**Consigna 1:**
Devuelve como lista JSON de cadenas todo lo que va en el listado desde la línea que contiene "This sports frame needs annotation. Where is the green" hasta la que contiene "[0,0,640,93]", ambas incluidas. Pon una cadena por línea y omite las líneas en blanco.

**Fragmento:**
Por Helena S. Kriúkova
Laserna (1715-1816) fue uno de los autores españoles más prolijos de la segunda mitad del siglo XVIII. Llegó a escribir alrededor de ochenta sainetes, cien comedias y un Concierto para dos trompas. A partir de 1779, ocupó la plaza, creada especialmente para él, de compositor de compañía en uno de los teatros madrileños. Durante muchos años escribió varias funciones semanales; hoy en día, se conocen más de ochocientas tonadillas escénicas suyas.
Parece ser que la primera tonadilla escénica – término introducido por Subirá- Una mesonera y un arriero, del compositor y flautista catalán Luis Misón, fue estrenada en Madrid en el año 1757, cien años después del estreno de la primera zarzuela. Si la tonadilla consistía en una breve canción acompañada de guitarra y se intercalaba entre los actos de la comedia, la tonadilla escénica tenía argumento propio, acompañamiento orquestal y llegó a durar de veinte a treinta minutos. En Francia, por ejemplo, las compañías de teatro de feria -compuestas inicialmente por acróbatas, comedores de sables y de fuego, por domadores, marionetistas, bailarines, y rivales, junto con el teatro italiano, del monopolio ejercido por la Comédie Française desde 1680- fueron añadiendo a sus espectáculos pantomimas acompañadas de melodías populares y, más tarde, comedías con diálogos y canciones intercaladas. Al principio del siglo XVIII apareció en sus carteles la palabra vaudeville, que en el siglo XV designaba un espectáculo con canciones, danzas y acrobacias, y que a partir del siglo XIX daría paso a la llamada comedia ligera de Scribe y de Labiche.

**Consigna 2:**
Imprime sin cambios el texto del fragmento desde "Por Helena S." hasta "tonadillas escénicas suyas.", ambos incluidos.

**Listado mostrado:**
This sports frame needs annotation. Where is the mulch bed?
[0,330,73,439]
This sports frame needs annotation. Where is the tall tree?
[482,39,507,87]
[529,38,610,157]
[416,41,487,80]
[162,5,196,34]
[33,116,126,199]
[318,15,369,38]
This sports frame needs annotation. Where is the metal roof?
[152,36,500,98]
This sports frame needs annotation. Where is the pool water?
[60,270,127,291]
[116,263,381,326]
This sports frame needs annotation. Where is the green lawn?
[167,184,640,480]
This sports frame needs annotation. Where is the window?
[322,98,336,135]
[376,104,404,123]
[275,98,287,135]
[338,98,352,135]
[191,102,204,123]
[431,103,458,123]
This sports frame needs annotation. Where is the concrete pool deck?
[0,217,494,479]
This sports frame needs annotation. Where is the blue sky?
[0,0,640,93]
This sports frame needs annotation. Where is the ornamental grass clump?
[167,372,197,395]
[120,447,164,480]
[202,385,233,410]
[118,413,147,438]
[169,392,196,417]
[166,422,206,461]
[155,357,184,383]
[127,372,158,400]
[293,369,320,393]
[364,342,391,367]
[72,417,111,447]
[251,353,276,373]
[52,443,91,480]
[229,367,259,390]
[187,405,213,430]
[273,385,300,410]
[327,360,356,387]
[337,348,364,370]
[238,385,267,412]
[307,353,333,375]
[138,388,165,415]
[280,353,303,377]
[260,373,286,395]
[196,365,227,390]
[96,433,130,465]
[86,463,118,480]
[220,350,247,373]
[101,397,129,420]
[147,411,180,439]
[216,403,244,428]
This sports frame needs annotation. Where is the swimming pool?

**Resultado del ejercicio 1:**
[
  "This sports frame needs annotation. Where is the green lawn?",
  "[167,184,640,480]",
  "This sports frame needs annotation. Where is the window?",
  "[322,98,336,135]",
  "[376,104,404,123]",
  "[275,98,287,135]",
  "[338,98,352,135]",
  "[191,102,204,123]",
  "[431,103,458,123]",
  "This sports frame needs annotation. Where is the concrete pool deck?",
  "[0,217,494,479]",
  "This sports frame needs annotation. Where is the blue sky?",
  "[0,0,640,93]"
]

**Resultado del ejercicio 2:**
Por Helena S. Kriúkova
Laserna (1715-1816) fue uno de los autores españoles más prolijos de la segunda mitad del siglo XVIII. Llegó a escribir alrededor de ochenta sainetes, cien comedias y un Concierto para dos trompas. A partir de 1779, ocupó la plaza, creada especialmente para él, de compositor de compañía en uno de los teatros madrileños. Durante muchos años escribió varias funciones semanales; hoy en día, se conocen más de ochocientas tonadillas escénicas suyas.